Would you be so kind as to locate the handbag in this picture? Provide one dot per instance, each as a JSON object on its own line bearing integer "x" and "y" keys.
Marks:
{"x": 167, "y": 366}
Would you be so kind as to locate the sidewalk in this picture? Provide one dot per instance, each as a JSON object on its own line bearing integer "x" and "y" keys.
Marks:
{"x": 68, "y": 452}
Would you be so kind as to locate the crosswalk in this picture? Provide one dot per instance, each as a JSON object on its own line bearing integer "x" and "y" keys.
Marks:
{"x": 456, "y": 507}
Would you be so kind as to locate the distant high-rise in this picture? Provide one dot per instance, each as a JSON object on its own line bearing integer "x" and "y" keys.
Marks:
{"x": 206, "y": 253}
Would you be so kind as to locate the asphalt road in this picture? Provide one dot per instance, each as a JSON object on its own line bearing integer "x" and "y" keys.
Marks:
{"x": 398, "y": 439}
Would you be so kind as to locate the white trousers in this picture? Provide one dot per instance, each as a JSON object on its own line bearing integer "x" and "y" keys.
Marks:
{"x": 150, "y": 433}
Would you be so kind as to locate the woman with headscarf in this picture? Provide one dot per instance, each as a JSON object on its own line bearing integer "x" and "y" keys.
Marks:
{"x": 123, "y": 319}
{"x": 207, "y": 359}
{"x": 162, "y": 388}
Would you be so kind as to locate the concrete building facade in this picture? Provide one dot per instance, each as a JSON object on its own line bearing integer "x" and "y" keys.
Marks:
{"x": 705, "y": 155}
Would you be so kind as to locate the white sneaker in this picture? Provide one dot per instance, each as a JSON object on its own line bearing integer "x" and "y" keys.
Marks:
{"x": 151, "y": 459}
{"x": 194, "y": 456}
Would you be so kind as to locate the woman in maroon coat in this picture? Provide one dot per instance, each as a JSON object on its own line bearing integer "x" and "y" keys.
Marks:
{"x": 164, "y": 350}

> **Direction**: Please give as a numbered list the lines of the items starting with the line that contains "Would you be so kind as to locate the woman in" and going on through the end of the items, leaving out blank lines.

> **Solution for this task**:
1. Would you be so kind as to locate the woman in maroon coat in this picture? Provide one dot per instance, each as a JSON object on its own line bearing integer "x" and "y" keys.
2. Marks:
3. {"x": 164, "y": 350}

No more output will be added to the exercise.